JOB:
Reproduce the material below verbatim, line for line, with no change to wording, punctuation, or order.

RAW DATA:

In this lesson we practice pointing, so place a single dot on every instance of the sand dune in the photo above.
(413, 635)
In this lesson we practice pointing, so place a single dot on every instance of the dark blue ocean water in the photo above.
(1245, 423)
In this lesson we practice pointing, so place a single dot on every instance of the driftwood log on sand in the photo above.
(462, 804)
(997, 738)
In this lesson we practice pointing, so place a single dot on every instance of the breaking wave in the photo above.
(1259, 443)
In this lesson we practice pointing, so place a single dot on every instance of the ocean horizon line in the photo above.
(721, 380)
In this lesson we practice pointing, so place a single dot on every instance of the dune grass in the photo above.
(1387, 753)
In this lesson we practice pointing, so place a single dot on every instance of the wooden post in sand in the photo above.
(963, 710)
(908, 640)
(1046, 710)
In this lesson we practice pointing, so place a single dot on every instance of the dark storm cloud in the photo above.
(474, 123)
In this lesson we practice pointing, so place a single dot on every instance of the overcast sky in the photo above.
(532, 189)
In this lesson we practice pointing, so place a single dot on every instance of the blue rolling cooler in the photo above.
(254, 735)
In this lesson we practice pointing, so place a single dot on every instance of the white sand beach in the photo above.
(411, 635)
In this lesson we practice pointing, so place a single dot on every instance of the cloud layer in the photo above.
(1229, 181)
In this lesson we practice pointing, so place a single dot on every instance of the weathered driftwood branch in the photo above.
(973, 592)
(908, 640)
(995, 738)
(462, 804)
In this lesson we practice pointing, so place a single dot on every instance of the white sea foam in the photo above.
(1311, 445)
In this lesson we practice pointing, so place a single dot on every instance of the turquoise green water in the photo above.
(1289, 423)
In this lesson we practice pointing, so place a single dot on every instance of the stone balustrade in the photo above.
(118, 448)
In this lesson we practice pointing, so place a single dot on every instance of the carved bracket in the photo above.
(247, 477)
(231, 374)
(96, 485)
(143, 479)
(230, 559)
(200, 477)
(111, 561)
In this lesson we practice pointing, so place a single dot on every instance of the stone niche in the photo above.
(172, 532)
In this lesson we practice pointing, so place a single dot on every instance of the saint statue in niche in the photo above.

SOLUTION TO THE PROBLEM:
In this lesson we practice pointing, so place a single dot on every instance of the sand dune in the photo above.
(413, 635)
In this lesson we practice pointing, so place a single dot on every instance of the dark blue ocean water in the photo above.
(1245, 423)
In this lesson we practice pointing, so place a single dot on every instance of the driftwood log on sand in the photo above.
(462, 804)
(997, 738)
In this lesson we practice pointing, so place a single dot on every instance of the breaking wave in the photo above.
(1259, 443)
In this lesson we practice pointing, so place a single dot on every instance of the ocean horizon line in the photo above.
(721, 380)
In this lesson we practice pointing, so place a single dot on every instance of the dune grass in the photo above.
(1387, 753)
In this lesson we practice pointing, so place a single dot on every instance of the wooden post in sand in the photo above.
(963, 710)
(908, 640)
(1046, 710)
In this lesson we practice pointing, so place a single dot on every instance of the dark storm cloud in the photo above.
(474, 123)
In this lesson we practice pointing, so place a single dot on every instance of the overcast sky in the photo above.
(532, 189)
In this lesson we practice pointing, so place a single dot on every instance of the blue rolling cooler in the photo above.
(254, 735)
In this lesson we practice pointing, so place a single dot on every instance of the white sand beach in the photo above.
(411, 635)
In this lesson we practice pointing, so place a single dot on every instance of the cloud layer in the photo above.
(1229, 181)
In this lesson we practice pointing, so place a single dot on every instance of the weathered driftwood branch in the photo above.
(973, 592)
(908, 640)
(995, 738)
(462, 804)
In this lesson we practice pointing, so place a single dot on every instance of the white sea foam in the photo above.
(1311, 445)
In this lesson we practice pointing, so place a single dot on every instance of the turquoise green water in the photo above.
(1289, 423)
In this lesson we practice pointing, so place a single dot on every instance of the stone balustrade in the photo above.
(118, 448)
In this lesson we practice pointing, so place a single dot on every instance of the carved bracket in the photo above.
(247, 477)
(231, 374)
(96, 485)
(143, 479)
(230, 559)
(200, 477)
(111, 561)
In this lesson we practice pointing, so place a single dot on every instance of the stone niche in the photo above.
(172, 532)
In this lesson we practice pointing, so place a single dot on every instance of the saint statue in niche in the photo above.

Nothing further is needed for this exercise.